- _Aim of the exercise_
Select and copy each line of the material that contains the word "woman".

↓

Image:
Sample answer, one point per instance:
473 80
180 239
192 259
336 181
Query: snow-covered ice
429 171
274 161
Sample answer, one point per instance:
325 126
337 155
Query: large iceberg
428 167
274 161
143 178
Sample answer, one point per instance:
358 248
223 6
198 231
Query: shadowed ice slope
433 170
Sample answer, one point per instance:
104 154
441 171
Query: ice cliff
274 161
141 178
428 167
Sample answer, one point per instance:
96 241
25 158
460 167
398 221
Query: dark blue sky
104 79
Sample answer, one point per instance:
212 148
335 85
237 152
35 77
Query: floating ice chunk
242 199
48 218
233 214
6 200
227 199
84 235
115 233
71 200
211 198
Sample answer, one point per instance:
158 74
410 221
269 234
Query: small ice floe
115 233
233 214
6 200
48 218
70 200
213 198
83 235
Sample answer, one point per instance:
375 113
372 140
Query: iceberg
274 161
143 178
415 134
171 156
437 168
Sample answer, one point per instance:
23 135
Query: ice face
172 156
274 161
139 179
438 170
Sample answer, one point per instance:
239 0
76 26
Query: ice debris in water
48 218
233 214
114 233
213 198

↑
↓

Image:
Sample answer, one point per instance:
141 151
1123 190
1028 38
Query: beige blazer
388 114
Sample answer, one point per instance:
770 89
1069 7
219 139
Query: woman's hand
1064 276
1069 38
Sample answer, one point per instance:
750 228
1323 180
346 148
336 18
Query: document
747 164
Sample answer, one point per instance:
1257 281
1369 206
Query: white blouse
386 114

↑
↓

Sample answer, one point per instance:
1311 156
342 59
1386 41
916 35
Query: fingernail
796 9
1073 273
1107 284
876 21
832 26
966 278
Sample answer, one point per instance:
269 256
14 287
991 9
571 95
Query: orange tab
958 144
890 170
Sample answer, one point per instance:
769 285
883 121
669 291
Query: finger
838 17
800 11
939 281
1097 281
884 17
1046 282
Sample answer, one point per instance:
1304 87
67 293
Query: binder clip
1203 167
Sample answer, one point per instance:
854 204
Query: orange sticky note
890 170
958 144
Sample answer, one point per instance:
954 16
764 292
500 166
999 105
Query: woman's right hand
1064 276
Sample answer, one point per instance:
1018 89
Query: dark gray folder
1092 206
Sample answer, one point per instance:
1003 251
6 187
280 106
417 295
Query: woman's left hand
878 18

↑

- _Solution for this task_
Query: woman's hand
Query: woman's right hand
Query: woman's left hand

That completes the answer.